*** Opening of MATERIAL FOR THE TASK ***

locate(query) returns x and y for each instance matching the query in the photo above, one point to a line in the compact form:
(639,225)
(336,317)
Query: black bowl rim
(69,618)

*** Close of MATERIAL FOR THE TASK ***

▶ [TASK ITEM] Output all of the records above unchanged.

▶ [ANSWER SECTION]
locate(query) returns x and y for each instance matching the query in the photo above, one point to a line in the compact form:
(639,225)
(336,317)
Query: black bowl rim
(69,618)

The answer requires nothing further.